• Tasks and exercises:
**1.** In the adoption post, where was the writer when the mother explained the adoption?
**2.** Repeat the adoption post word for word from "I was told I" to "to something else.".

• Page excerpt:
----

My Ambiguous Adoption Dreamhood or Am I a Good Adoptee?

My dad and me around the time I learned I’m adopted, Warren, Ohio “Where did I come from?”

I was told I was adopted at a very early age, so I didn’t have to go through some traumatic LDA state later. I remember the day clearly. I was in the basement with my mom watching her iron. She wore a light beige sweater with a cool brown braid collar. 1940ish stylish My “real parents” ( I doubt she used that term, though) couldn’t take care of me so I came to live with them. I got the message.  It changed my life, yet it didn’t.  I filed it away as they “didn’t want you”, which assuredly is not what she said, and I went off to something else.

----

• Data excerpts:
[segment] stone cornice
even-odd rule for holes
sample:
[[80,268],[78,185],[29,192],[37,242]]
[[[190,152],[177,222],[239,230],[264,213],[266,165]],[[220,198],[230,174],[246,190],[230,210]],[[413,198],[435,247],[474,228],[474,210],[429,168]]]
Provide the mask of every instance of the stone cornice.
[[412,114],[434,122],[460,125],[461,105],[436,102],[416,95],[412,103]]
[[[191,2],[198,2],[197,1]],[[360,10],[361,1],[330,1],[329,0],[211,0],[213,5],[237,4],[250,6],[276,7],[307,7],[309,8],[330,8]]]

----

• Solutions:
**1.** In the basement, watching the mother iron.

**2.**
I was told I was adopted at a very early age, so I didn’t have to go through some traumatic LDA state later. I remember the day clearly. I was in the basement with my mom watching her iron. She wore a light beige sweater with a cool brown braid collar. 1940ish stylish My “real parents” ( I doubt she used that term, though) couldn’t take care of me so I came to live with them. I got the message.  It changed my life, yet it didn’t.  I filed it away as they “didn’t want you”, which assuredly is not what she said, and I went off to something else.